_Input rows_.
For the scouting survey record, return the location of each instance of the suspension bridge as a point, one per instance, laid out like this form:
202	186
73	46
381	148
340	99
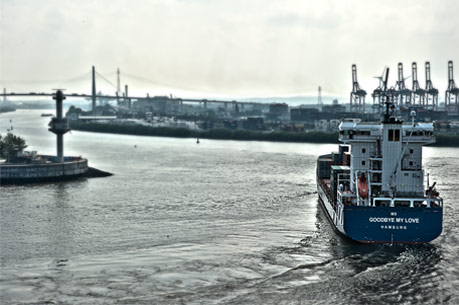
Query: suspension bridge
119	96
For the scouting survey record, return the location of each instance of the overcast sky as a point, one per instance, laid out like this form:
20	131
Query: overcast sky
226	47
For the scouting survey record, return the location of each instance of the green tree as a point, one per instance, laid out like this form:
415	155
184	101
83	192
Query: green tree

_Work to complete_.
Express the rows from the line containing "of the green" through the end of the rows as a Markdown table with columns Number and Line, giving each line its number and leaving out blank lines.

_Result below_.
| Number | Line |
|---|---|
| 1 | For the scouting survey record, return the location of each instance of the green tree as a point, one per instance, laid out like this form: |
| 2 | 415	155 |
| 3 | 184	101 |
| 4 | 83	192 |
| 5 | Query: green tree |